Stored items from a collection
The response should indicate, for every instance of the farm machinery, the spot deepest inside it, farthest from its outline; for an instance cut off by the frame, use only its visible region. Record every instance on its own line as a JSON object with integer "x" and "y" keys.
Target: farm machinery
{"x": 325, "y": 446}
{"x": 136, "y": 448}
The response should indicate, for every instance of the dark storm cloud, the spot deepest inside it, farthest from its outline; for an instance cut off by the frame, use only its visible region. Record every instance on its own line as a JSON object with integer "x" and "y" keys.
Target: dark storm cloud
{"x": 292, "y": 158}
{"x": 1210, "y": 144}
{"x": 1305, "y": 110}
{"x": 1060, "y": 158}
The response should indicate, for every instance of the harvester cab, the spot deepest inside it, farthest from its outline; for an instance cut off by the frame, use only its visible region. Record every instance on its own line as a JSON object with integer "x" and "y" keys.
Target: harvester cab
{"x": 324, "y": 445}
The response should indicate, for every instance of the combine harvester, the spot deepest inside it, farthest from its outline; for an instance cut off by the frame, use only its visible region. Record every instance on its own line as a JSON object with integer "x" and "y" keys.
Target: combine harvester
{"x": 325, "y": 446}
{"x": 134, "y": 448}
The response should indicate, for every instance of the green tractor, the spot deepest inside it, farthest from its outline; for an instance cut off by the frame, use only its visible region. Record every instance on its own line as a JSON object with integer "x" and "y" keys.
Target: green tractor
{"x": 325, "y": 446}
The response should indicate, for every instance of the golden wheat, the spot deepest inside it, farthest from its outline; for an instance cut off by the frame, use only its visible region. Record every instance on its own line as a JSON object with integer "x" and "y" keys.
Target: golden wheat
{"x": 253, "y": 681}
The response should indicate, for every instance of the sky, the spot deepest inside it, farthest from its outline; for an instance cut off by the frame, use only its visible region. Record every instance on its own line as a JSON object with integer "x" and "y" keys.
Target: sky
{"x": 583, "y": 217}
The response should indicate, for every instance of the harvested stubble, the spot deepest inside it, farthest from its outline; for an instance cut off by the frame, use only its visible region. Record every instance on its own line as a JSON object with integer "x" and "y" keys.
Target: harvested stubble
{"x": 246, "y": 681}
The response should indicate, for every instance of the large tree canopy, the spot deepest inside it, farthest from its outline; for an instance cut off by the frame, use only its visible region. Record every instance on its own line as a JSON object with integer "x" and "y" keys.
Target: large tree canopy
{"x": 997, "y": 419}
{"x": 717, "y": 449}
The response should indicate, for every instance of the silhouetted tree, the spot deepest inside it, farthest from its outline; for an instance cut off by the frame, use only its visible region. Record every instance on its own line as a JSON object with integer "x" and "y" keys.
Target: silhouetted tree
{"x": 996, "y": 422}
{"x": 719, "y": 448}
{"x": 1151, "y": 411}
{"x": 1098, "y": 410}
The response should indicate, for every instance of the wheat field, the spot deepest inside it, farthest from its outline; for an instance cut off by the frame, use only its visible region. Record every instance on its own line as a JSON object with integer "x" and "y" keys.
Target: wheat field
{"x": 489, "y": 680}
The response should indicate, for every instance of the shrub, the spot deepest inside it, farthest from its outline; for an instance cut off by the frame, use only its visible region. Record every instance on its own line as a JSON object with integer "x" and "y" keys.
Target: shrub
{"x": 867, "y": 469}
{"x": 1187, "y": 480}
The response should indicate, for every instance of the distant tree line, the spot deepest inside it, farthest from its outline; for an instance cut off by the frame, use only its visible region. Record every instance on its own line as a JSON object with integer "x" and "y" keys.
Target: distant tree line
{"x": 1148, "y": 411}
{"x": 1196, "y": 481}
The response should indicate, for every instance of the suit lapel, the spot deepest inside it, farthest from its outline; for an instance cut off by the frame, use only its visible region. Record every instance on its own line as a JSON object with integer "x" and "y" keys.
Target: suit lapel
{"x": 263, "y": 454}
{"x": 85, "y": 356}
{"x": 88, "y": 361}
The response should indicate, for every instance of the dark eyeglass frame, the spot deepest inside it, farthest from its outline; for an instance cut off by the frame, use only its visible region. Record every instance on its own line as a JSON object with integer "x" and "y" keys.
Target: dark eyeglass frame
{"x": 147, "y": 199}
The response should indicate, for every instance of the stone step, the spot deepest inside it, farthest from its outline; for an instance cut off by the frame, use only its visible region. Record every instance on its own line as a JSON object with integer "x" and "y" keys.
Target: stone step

## TASK PROMPT
Please output every record, keeping each line exact.

## OUTPUT OF THE TASK
The response should indicate, for every instance of the farm machinery, the spot deepest inside it, farthest from its outline; for an instance cut off by the frame, use only its visible region. Record every instance on its own line as a JSON object with integer "x" and "y" keys.
Target: farm machinery
{"x": 325, "y": 446}
{"x": 136, "y": 448}
The response should indicate, for every instance of the dark storm cloud, the spot deepest inside it, farthest from its outline; for an instance cut off by the frame, use only its visible region. Record every instance on its own line as a JSON object with integer "x" and "y" keys.
Target: dark storm cloud
{"x": 292, "y": 158}
{"x": 1210, "y": 144}
{"x": 1305, "y": 110}
{"x": 1060, "y": 158}
The response should indicate, for every instance of the harvester cab, the spot deepest inside it, farthest from its outline; for an instance cut off by the frame, use only its visible region. Record every instance on its own line as a JSON object with integer "x" and "y" keys.
Target: harvester cab
{"x": 324, "y": 445}
The response should indicate, for every instance of the combine harvester, the spot deepest inside it, farthest from its outline; for an instance cut off by the frame, use only its visible region. Record every instance on its own line as a JSON object with integer "x" and "y" keys.
Target: combine harvester
{"x": 325, "y": 446}
{"x": 134, "y": 448}
The response should indicate, for every instance of the green tractor, the spot deepest inside it, farthest from its outline; for an instance cut off by the frame, use only its visible region. Record every instance on its own line as a JSON object with integer "x" and "y" keys.
Target: green tractor
{"x": 325, "y": 446}
The response should indicate, for every instance of the golden wheat, the spot deepest inside it, farthest from its outline; for an instance cut off by the frame, use only its visible region. Record every instance on its own line as a JSON object with integer "x" and "y" keys.
Target: golden wheat
{"x": 253, "y": 681}
The response should indicate, for every instance of the sky, the spot deepest inside it, farthest from its outline; for an instance cut off by the frame, use only its visible region. Record every instance on its own line as a JSON object with integer "x" and "y" keys.
Target: sky
{"x": 583, "y": 217}
The response should indicate, for every instance of the harvested stubble, the spot deepest inside it, farthest from its outline; for an instance cut off by the frame, use only its visible region. Record every instance on its own line as a JSON object with integer "x" and "y" keys.
Target: harvested stubble
{"x": 246, "y": 681}
The response should indicate, for every instance of the large tree canopy, the spot deepest inside it, farthest from its outline; for an instance cut off by the frame, use only its visible region. Record every instance on its own line as a JSON object with integer "x" and "y" keys.
Target: large tree canopy
{"x": 997, "y": 419}
{"x": 717, "y": 449}
The response should indicate, for every instance of the silhouetted tree, the spot deepest inside it, farthest from its outline; for an instance cut off by the frame, use only its visible region. Record every instance on its own line as a JSON object with integer "x" and "y" keys.
Target: silhouetted tree
{"x": 996, "y": 422}
{"x": 719, "y": 448}
{"x": 1151, "y": 411}
{"x": 1098, "y": 410}
The response should indicate, for every instance of the wheat field, the spot deepest inside it, farthest from its outline; for an instance cut off by the frame, use only its visible region. Record every instance on its own line as a JSON object with integer "x" and "y" keys.
Target: wheat field
{"x": 489, "y": 680}
The response should indicate, for every instance of the shrub, the spot deepest inside it, farthest from its outline; for an instance cut off by the frame, use only its visible region. Record every instance on its own line as a JSON object with integer "x" and "y" keys.
Target: shrub
{"x": 867, "y": 469}
{"x": 1187, "y": 480}
The response should indicate, for every instance of the distant tree line, the spot deepest inside it, farthest from its outline; for an instance cut off by the frame, use only its visible region. Record every instance on its own line as a JSON object with integer "x" and "y" keys.
Target: distant tree line
{"x": 1148, "y": 411}
{"x": 1196, "y": 481}
The response should indicate, for every instance of the suit lapel, the spot deepest inside it, farthest from its outline; for an instance cut off by the frame, use only its visible region. Record every instance on its own line as a JSON object with integer "x" and "y" keys.
Target: suit lapel
{"x": 263, "y": 454}
{"x": 85, "y": 356}
{"x": 88, "y": 361}
The response should indicate, for every instance of the dark eyeglass frame, the spot deepest inside it, farthest from its outline; for an instance cut off by the frame, use only its visible region. Record every instance on its own line as a JSON object with integer "x" and "y" keys.
Target: dark eyeglass frame
{"x": 147, "y": 199}
The response should indicate, for every instance of the stone step, the spot deepest inside it, farthest from its outline; for an instance cut off by the frame, use only its visible region. Record every instance on its own line as a JSON object with integer "x" and "y" keys.
Target: stone step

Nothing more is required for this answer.